Exercise A:
Print everything in the gold project press release from "18.10.2011  |  Marketwired" down to "Exchange (the 'Exchange').", word for word.

Passage:
18.10.2011  |  Marketwired
VANCOUVER, BRITISH COLUMBIA -- (Marketwire) -- 10/18/11 -- Cangold Limited (TSX VENTURE: CLD) (the 'Company') is pleased to report that it has completed the previously announced acquisition transaction for the option to purchase an indirect interest in the Ixhuatan advanced stage gold project ('Ixhuatan Project') in Mexico from Brigus Gold ULC ('Brigus'), deemed a reverse takeover ('RTO') by the TSX Venture Exchange (the 'Exchange').

The property comprises 4,176 hectares and is host to the Campamento gold deposit and several gold and gold-silver mineralized zones and exploration targets. The Campamento deposit contains a Canadian National Instrument ('NI') 43-101 compliant (2006) mineral resource estimate of 1,041,000 ounces of gold and 4,400,000 ounces of silver within 17.6 million tonnes at an average gold grade of 1.84g/t and average silver grade of 7.79g/t in the Measured and Indicated categories, as well as additional Inferred Resources of 703,000 ounces of gold and 2,260,000 ounces of silver within 21.8 million tonnes at average grades of 1.01g/t gold and 3.23g/t silver, all using a 0.50g/t gold cut-off.

'We are extremely pleased to have concluded this transaction with Brigus to advance the Ixhuatan Project,' stated Robert Archer, Cangold's President & CEO. 'With a substantial compliant gold resource and more than 89,000 metres of drilling in 342 holes completed at Ixhuatan, the project offers Cangold an opportunity to join the ranks of the junior gold producers.'

An updated (P. Secombe, May 18, 2011) NI 43-101 report on the Ixhuatan Project, filed on SEDAR, recommends that Cangold proceed with a pre-feasibility study on the Campamento Zone and the Company will be outlining its plans to follow these recommendations in due course.

Excerpts of location labeling data:
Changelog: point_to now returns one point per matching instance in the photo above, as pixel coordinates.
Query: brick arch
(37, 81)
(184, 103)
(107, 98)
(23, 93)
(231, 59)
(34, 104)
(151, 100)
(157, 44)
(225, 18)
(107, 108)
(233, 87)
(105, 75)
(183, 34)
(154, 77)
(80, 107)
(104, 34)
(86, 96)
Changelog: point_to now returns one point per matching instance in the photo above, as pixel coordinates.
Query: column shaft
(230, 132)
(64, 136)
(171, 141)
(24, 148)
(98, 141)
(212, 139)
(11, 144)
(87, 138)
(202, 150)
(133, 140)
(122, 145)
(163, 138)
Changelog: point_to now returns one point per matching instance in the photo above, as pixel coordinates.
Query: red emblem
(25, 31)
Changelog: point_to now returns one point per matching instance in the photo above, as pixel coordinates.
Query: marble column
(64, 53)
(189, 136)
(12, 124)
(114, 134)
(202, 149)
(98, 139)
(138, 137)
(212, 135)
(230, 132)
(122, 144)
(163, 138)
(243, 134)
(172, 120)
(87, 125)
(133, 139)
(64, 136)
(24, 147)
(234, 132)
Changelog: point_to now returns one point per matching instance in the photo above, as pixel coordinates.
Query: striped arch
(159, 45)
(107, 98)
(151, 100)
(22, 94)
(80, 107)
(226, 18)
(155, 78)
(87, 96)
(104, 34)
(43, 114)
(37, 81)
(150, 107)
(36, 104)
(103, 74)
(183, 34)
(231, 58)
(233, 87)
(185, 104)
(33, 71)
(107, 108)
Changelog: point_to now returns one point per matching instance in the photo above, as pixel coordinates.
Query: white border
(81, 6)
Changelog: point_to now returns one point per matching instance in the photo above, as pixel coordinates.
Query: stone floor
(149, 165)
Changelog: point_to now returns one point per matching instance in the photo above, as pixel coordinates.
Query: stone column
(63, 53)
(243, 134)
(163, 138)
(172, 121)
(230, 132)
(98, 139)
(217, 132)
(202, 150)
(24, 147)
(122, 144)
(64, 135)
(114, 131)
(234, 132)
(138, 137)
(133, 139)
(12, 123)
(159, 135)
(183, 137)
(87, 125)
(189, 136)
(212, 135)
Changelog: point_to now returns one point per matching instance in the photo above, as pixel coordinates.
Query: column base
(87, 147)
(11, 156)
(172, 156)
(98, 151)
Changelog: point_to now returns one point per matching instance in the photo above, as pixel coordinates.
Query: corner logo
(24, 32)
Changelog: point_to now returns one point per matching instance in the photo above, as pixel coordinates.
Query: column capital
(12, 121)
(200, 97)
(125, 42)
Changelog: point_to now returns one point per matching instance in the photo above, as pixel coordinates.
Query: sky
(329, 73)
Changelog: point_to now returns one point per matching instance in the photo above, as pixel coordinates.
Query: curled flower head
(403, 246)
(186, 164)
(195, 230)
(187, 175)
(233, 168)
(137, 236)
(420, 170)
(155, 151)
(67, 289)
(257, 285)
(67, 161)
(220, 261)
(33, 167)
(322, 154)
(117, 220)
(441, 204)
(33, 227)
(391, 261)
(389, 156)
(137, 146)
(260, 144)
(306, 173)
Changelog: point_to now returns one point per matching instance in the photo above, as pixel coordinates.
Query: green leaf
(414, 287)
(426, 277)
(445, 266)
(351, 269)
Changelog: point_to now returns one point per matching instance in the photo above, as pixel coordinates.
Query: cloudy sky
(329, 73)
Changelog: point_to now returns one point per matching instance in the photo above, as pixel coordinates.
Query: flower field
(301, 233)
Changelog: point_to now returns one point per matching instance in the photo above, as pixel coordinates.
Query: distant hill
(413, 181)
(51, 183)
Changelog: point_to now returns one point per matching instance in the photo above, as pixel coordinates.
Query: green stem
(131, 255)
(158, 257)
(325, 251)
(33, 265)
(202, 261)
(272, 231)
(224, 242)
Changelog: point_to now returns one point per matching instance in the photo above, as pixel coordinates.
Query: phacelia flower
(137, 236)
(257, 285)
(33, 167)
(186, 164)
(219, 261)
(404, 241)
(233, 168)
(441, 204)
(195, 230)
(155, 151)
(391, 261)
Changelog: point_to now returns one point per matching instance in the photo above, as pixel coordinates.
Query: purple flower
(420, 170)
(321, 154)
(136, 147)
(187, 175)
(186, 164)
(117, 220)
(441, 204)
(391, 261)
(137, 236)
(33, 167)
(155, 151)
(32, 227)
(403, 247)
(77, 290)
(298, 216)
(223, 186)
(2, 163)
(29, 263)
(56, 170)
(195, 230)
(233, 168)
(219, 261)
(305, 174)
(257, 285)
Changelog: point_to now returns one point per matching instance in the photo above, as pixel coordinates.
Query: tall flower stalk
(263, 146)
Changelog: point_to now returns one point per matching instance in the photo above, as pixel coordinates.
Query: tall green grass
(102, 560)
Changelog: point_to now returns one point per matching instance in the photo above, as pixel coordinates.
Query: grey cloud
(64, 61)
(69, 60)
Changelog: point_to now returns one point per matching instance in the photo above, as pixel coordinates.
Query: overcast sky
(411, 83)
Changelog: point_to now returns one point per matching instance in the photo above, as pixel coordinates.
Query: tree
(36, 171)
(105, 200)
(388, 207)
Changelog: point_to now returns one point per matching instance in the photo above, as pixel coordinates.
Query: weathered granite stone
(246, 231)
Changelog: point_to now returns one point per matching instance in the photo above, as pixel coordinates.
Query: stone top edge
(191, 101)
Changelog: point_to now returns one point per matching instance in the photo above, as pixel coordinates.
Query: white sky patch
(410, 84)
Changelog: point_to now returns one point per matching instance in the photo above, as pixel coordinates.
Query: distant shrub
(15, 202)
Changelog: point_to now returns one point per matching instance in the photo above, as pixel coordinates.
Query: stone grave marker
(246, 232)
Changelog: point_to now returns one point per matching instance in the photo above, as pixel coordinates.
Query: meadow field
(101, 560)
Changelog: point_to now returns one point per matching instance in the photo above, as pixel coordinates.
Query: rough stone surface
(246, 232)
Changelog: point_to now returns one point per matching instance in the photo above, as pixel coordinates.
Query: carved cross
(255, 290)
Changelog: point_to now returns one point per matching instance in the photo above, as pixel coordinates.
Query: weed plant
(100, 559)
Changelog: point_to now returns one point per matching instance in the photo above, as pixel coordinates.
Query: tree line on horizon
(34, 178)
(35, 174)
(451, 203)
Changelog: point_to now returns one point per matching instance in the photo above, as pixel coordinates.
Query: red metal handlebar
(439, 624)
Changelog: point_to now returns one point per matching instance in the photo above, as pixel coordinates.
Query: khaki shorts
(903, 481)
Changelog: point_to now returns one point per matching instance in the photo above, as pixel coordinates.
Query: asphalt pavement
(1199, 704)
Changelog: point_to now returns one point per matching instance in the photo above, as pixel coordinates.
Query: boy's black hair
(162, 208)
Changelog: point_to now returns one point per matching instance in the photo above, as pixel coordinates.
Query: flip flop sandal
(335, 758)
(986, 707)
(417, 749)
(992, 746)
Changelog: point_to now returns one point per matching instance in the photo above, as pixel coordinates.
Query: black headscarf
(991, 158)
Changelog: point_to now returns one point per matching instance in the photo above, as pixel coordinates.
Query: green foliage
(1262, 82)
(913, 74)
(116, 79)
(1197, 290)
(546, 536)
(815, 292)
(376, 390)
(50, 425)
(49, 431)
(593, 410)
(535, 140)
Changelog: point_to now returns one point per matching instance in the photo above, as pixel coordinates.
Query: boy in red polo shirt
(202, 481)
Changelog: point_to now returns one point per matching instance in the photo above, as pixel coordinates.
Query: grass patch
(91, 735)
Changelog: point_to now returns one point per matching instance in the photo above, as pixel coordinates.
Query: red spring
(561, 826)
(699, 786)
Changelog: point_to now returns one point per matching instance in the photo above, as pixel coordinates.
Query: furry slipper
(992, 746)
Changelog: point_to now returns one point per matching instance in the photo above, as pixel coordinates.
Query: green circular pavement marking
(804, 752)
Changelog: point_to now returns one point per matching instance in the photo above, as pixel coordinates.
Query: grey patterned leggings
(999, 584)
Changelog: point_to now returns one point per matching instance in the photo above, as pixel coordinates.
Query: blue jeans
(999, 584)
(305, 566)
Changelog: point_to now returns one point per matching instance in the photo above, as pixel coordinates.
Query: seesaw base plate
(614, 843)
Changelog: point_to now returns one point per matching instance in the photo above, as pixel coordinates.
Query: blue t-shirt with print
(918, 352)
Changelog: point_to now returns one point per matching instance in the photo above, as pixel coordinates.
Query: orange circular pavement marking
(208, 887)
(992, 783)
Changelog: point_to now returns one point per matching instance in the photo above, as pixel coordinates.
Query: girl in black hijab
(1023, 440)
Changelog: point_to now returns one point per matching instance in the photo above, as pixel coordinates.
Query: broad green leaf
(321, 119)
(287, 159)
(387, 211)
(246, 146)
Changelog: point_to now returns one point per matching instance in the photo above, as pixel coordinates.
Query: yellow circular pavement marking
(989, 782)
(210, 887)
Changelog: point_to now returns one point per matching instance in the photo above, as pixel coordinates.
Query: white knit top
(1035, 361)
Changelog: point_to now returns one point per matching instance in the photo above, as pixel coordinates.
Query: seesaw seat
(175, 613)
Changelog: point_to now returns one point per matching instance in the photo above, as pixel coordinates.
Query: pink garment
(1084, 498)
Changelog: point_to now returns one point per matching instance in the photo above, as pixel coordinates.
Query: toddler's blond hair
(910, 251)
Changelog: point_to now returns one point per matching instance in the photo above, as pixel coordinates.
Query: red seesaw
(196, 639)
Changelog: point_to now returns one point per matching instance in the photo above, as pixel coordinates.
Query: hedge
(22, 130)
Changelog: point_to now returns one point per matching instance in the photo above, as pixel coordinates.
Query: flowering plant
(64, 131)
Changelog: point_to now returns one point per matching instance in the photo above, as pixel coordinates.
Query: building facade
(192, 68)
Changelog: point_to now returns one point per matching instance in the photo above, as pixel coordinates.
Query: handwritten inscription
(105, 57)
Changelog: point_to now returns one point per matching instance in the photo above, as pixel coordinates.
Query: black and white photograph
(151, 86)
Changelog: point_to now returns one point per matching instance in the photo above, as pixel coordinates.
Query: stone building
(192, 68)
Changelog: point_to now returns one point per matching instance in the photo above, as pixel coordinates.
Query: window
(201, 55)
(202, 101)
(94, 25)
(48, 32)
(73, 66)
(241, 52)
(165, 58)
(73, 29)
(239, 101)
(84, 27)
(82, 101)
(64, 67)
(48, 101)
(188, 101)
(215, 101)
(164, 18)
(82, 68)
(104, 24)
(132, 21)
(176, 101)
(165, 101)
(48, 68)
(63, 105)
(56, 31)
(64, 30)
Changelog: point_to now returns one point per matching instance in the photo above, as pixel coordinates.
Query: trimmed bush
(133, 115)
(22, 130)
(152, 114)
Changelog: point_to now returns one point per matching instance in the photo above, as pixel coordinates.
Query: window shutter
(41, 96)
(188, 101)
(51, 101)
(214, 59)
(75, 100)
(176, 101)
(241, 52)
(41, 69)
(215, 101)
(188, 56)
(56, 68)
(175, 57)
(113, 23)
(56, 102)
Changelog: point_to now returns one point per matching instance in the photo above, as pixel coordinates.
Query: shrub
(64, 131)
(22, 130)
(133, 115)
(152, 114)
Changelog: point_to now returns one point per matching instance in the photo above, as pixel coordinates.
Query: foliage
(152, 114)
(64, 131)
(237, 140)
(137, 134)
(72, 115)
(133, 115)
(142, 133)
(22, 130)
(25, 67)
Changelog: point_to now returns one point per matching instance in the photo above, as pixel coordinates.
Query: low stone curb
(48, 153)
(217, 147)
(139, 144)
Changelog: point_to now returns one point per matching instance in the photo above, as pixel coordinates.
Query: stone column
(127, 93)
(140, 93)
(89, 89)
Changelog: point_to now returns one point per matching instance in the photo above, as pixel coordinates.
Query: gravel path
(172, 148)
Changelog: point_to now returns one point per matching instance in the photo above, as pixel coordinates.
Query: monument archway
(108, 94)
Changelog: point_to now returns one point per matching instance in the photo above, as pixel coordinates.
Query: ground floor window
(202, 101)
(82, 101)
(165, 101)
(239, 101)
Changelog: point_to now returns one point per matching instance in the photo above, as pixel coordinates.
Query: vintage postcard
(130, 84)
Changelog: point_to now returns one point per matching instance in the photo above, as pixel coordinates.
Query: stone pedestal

Exercise B:
Report each line of the records that contains the string "window", copying those lines unchanged.

Full output A:
18.10.2011  |  Marketwired
VANCOUVER, BRITISH COLUMBIA -- (Marketwire) -- 10/18/11 -- Cangold Limited (TSX VENTURE: CLD) (the 'Company') is pleased to report that it has completed the previously announced acquisition transaction for the option to purchase an indirect interest in the Ixhuatan advanced stage gold project ('Ixhuatan Project') in Mexico from Brigus Gold ULC ('Brigus'), deemed a reverse takeover ('RTO') by the TSX Venture Exchange (the 'Exchange').

Full output B:
Query: window
Query: window shutter
Query: ground floor window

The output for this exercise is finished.